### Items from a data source
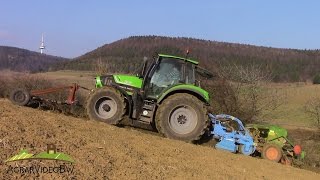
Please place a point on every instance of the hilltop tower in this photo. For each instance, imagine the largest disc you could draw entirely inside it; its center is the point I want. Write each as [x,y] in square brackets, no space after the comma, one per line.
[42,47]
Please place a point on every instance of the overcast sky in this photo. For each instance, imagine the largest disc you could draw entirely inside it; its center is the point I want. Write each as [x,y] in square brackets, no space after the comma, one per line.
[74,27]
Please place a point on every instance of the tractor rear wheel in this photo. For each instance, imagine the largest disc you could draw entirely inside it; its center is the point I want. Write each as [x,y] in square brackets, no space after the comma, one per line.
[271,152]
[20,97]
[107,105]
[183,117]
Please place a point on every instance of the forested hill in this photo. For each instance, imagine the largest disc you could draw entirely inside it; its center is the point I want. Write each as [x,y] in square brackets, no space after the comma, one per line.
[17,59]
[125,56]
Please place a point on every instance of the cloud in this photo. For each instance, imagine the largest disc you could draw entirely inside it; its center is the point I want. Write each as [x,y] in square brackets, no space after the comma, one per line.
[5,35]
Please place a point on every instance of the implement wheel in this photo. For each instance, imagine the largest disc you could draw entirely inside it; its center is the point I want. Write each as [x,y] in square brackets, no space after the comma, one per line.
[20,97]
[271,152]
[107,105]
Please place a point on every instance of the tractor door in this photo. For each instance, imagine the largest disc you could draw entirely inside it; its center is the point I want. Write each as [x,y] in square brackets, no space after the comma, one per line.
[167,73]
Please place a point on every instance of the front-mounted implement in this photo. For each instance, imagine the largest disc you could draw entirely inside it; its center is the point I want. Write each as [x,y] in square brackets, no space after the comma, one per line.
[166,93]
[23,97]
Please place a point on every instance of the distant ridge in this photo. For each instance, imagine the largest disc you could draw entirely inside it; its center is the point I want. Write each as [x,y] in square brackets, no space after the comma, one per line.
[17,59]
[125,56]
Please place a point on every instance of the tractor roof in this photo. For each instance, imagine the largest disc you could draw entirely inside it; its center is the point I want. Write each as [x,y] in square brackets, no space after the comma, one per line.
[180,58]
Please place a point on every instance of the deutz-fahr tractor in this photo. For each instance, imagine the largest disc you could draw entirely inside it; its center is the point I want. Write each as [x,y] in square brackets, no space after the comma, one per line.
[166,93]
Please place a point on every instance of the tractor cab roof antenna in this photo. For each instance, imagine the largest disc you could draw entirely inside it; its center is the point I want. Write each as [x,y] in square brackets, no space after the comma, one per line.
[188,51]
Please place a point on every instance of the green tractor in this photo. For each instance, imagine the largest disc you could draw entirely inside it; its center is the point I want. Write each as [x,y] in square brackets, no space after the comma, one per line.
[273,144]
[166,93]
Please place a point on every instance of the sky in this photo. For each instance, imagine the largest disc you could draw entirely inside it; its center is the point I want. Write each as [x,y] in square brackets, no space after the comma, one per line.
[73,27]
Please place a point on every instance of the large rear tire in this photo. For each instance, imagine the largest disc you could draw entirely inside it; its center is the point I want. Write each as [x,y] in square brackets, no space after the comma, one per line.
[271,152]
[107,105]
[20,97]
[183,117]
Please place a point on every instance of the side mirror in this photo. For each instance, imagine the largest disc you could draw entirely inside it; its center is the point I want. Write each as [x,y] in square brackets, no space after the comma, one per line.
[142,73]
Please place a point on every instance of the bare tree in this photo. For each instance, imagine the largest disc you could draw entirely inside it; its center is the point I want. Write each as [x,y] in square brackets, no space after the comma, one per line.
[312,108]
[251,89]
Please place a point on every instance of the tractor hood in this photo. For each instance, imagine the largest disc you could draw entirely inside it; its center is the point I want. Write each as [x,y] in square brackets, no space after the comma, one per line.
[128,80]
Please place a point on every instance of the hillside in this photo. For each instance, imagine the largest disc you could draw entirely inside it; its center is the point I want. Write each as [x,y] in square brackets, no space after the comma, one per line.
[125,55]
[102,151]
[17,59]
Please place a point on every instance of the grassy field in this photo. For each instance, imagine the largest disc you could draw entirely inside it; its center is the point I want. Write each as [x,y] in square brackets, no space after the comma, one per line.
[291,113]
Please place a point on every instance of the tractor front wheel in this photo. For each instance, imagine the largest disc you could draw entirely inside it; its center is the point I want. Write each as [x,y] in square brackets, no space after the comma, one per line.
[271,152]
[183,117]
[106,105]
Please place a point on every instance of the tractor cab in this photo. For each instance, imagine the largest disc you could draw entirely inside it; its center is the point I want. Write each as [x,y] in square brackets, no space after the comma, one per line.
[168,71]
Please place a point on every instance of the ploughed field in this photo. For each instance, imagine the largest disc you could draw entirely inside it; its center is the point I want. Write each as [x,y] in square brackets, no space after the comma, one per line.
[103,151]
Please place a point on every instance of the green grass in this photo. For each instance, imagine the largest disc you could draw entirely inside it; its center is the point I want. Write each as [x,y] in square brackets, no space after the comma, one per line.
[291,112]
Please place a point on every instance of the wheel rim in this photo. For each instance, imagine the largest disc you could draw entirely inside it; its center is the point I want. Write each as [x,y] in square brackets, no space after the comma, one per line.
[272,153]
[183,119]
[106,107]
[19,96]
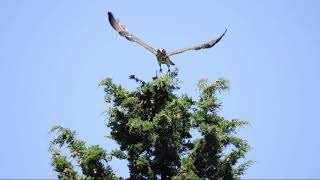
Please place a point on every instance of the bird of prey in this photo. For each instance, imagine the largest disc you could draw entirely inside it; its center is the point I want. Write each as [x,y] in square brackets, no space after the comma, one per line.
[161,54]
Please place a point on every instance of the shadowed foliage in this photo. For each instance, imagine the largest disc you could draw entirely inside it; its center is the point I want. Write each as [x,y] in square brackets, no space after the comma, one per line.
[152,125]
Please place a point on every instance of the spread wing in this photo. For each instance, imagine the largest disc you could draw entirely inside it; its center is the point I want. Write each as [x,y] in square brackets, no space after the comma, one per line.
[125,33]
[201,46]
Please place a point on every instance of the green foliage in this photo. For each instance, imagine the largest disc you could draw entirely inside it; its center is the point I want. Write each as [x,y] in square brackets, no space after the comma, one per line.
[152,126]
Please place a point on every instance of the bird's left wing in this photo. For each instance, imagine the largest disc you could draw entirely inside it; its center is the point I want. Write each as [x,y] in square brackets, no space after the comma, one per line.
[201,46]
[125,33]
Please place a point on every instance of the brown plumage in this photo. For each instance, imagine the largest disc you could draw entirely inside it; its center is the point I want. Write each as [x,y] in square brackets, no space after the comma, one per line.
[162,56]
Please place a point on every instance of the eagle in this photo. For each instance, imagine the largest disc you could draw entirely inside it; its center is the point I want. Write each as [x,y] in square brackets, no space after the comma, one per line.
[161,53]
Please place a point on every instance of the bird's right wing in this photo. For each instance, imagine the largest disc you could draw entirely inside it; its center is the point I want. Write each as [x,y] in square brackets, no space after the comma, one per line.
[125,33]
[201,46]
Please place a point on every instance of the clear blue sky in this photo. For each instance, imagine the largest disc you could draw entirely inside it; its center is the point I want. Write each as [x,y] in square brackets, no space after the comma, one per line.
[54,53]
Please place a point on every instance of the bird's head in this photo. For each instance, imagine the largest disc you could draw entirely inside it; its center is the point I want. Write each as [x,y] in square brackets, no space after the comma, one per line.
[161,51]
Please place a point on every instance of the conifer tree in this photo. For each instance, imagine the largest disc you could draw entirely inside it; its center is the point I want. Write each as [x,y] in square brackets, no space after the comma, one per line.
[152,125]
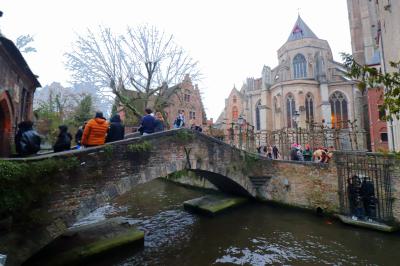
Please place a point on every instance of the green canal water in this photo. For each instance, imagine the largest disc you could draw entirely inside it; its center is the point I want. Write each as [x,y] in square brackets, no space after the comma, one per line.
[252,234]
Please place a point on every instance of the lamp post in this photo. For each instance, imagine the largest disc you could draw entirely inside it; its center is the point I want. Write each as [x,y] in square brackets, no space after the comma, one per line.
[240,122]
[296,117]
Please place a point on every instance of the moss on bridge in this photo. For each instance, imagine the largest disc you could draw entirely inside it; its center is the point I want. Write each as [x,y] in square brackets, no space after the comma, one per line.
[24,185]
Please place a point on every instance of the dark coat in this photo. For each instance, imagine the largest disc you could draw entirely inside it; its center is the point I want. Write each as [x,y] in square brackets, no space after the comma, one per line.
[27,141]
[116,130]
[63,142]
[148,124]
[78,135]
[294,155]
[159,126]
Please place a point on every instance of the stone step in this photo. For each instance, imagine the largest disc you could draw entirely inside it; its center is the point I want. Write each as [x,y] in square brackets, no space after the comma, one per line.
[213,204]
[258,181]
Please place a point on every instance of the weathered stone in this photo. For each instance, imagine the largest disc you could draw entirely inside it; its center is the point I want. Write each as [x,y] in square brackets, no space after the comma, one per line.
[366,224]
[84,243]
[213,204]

---

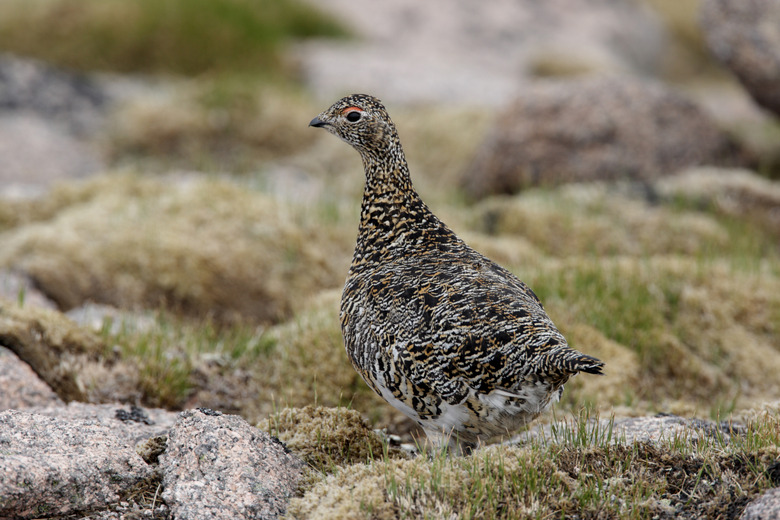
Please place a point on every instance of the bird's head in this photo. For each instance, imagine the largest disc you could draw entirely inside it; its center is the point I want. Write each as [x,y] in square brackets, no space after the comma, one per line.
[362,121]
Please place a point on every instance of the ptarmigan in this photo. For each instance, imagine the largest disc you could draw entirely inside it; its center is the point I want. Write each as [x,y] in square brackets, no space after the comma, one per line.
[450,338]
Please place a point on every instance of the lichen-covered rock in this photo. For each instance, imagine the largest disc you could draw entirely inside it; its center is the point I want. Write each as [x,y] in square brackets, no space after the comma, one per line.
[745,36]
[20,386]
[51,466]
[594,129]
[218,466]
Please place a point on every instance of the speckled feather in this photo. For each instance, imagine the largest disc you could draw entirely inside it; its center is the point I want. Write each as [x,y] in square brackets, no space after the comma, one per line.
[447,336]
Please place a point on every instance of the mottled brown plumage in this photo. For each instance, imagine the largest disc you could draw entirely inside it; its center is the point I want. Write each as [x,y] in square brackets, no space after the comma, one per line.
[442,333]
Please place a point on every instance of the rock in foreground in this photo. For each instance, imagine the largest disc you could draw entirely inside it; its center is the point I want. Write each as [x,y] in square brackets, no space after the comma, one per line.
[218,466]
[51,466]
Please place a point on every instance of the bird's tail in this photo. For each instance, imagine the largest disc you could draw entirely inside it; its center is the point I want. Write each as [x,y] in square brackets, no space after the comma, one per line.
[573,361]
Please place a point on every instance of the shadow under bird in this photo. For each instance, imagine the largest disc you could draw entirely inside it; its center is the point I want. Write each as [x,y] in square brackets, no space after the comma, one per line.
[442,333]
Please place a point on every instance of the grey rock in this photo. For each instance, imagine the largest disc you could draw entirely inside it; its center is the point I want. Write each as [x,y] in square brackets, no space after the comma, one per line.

### DIRECTIONS FOR THIS TASK
Extract every line of the records that contains the word "brown", and list those lines.

### CORRECT OUTPUT
Please place a point on every instance of the brown plumage in this photo. For each instance, imagine the largest disc you could draw entirely inside it; its center is the point I want. Write each as [x,y] in square brackets, no space after the comma, one per line.
Please place a point on every instance of the mottled brown plumage in this photo. For each instance, imagine the largest disc you could draw entirely inside it; its center is the point I want. Write each as [x,y] in square brackets, no space after the comma, one per line.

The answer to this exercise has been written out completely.